Endgoal

Set up a single node hadoop cluster
- HDFS → storage layer
- NameNode = metadata manager
- DataNode = block storage
- YARN → resource manager
- ResourceManager
- NodeManager
- MapReduce → compute engine

Prerequisites

Hadoop is a Java-based framework, so the Java Development Kit (JDK) is a mandatory requirement. It allows Hadoop to run its jar files and daemons. 1. Install JAVA

if ! command -v java &> /dev/null; then
    sudo apt install default-java
else
    echo "Java is already installed"
fi

Install SSH

Hadoop uses SSH (Secure Shell) to manage its nodes. Even in a single-node setup (pseudo-distributed mode), Hadoop requires SSH to start and stop its daemons locally.

# install ssh
if ! dpkg -s openssh-server >/dev/null 2>&1; then
    sudo apt install openssh-server openssh-client
else
    echo "OpenSSH Server is already installed"
fi

User/group configuration

It is best practice to run Hadoop under a dedicated user account. This ensures process isolation and prevents permission conflicts with other system users or root. We create a hadoop group and an hduser for this purpose.

if ! getent group hadoop >/dev/null; then
    sudo groupadd hadoop
else
    echo "Group 'hadoop' already exists"
fi

# add hduser to hadoop group
if ! id -u hduser >/dev/null 2>&1; then
    sudo adduser --ingroup hadoop hduser
else
    echo "User 'hduser' already exists"
fi

# switch to hduser
su - hduser

# configure ssh
# We generate an SSH key pair for the hduser and add the public key to authorized_keys.
# This enables password-less login to localhost, which allows Hadoop scripts to start daemons automatically without user intervention.
ssh-keygen -t rsa -P "" -f ~/.ssh/id_rsa
cat ~/.ssh/id_rsa.pub >> ~/.ssh/authorized_keys
chmod 600 ~/.ssh/authorized_keys

#verify passwordless login
ssh localhost

Hadoop download

We download the stable release of Hadoop, extract it to /usr/local/, and change the ownership to hduser. This directory will serve as the HADOOP_HOME.

DATASET ENTRIES:
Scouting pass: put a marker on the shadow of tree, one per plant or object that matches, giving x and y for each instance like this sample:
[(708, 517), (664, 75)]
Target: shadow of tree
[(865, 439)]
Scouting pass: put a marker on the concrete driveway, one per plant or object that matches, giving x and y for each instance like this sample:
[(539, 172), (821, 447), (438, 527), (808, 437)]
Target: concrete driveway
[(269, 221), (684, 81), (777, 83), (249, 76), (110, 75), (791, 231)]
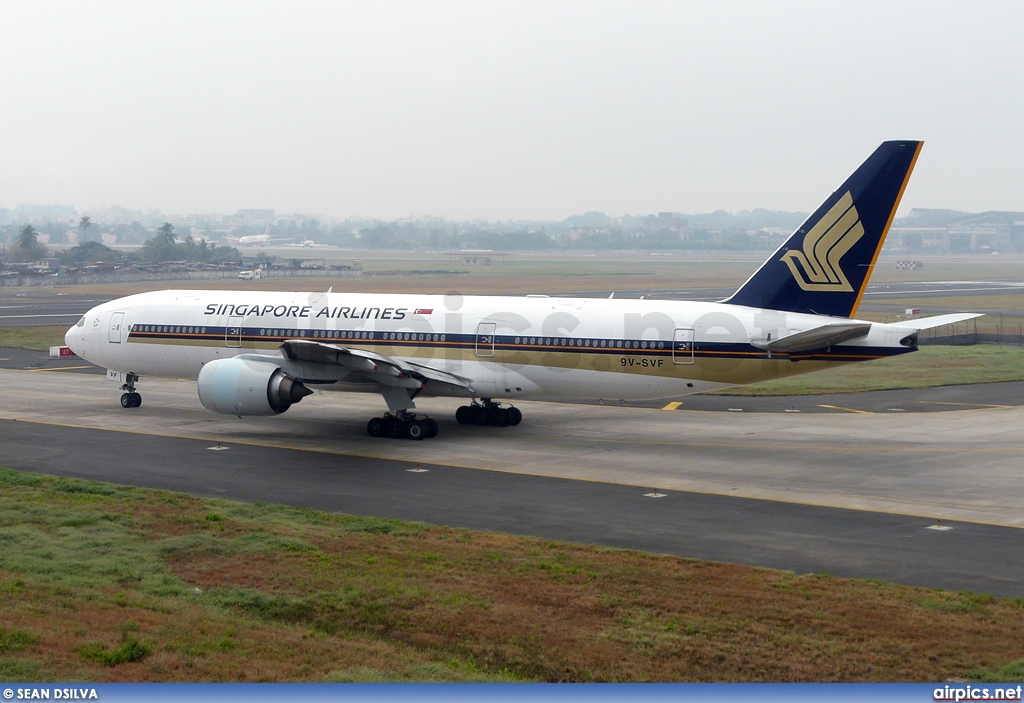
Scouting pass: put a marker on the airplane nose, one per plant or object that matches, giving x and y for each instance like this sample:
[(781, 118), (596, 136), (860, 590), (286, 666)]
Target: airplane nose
[(74, 339)]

AIM 1:
Decide whether each statement agrees with the Hadoop setup guide. For each, answer yes or no and quote the words of the guide that settle it.
(a) Hadoop needs SSH only when it runs on more than one node.
(b) In the planned cluster, the DataNode provides block storage.
(c) The downloaded Hadoop release is extracted to /usr/local/.
AIM 2: Copy the part of the Hadoop setup guide that begins at the words "# add hduser" and stops after "key to authorized_keys.", renaming "hduser" to "hadoopuser" everywhere in it.
AIM 3: According to the Hadoop setup guide, which component serves as the metadata manager?

WORKED ANSWER 1:
(a) No: "Even in a single-node setup (pseudo-distributed mode), Hadoop requires SSH to start and stop its daemons locally."
(b) Yes: "DataNode = block storage"
(c) Yes: "extract it to /usr/local/"

WORKED ANSWER 2:
# add hadoopuser to hadoop group
if ! id -u hadoopuser >/dev/null 2>&1; then
    sudo adduser --ingroup hadoop hadoopuser
else
    echo "User 'hadoopuser' already exists"
fi

# switch to hadoopuser
su - hadoopuser

# configure ssh
# We generate an SSH key pair for the hadoopuser and add the public key to authorized_keys.

WORKED ANSWER 3: The NameNode.